-- WHAT IS BEING ASKED --
Return each line below exactly as it reads, and omit any image in it.

-- Records from a data source --
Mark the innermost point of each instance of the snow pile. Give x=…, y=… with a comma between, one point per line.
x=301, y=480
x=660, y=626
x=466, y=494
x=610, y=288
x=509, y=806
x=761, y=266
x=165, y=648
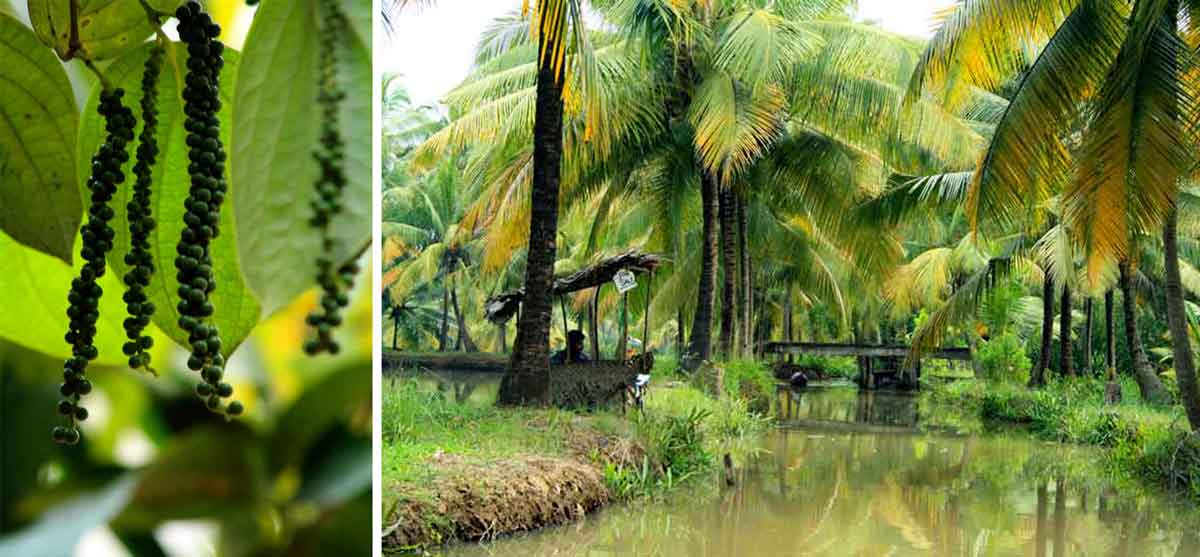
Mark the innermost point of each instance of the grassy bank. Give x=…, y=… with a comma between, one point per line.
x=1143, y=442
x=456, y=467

-- YOUR SOLUTION --
Mark the innermost point of each instance of the snow pile. Give x=…, y=… with a comma between, one point per line.
x=301, y=480
x=660, y=626
x=466, y=494
x=610, y=288
x=509, y=806
x=761, y=266
x=165, y=648
Mark the innermost point of each instance of the grassy bank. Give x=…, y=… with a comma between, one point per line.
x=1143, y=442
x=456, y=467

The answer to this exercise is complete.